Lista de linhas >>
-----
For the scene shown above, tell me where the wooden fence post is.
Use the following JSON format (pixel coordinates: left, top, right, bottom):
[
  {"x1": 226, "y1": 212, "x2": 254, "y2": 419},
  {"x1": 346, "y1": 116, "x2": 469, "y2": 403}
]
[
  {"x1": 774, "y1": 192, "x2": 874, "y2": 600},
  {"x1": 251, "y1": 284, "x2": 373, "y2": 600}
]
-----
Requisitos do exercício >>
Reescreva todas as linhas acima trocando "wooden fence post" por "metal fence post" e mantendo o restante sem alteração.

Tarefa concluída >>
For the scene shown above, tell me where the metal fence post is.
Use the following JSON format (pixel coordinates: left, top, right, bottom):
[
  {"x1": 226, "y1": 212, "x2": 254, "y2": 419},
  {"x1": 346, "y1": 116, "x2": 469, "y2": 403}
]
[
  {"x1": 774, "y1": 192, "x2": 874, "y2": 600},
  {"x1": 251, "y1": 284, "x2": 373, "y2": 600}
]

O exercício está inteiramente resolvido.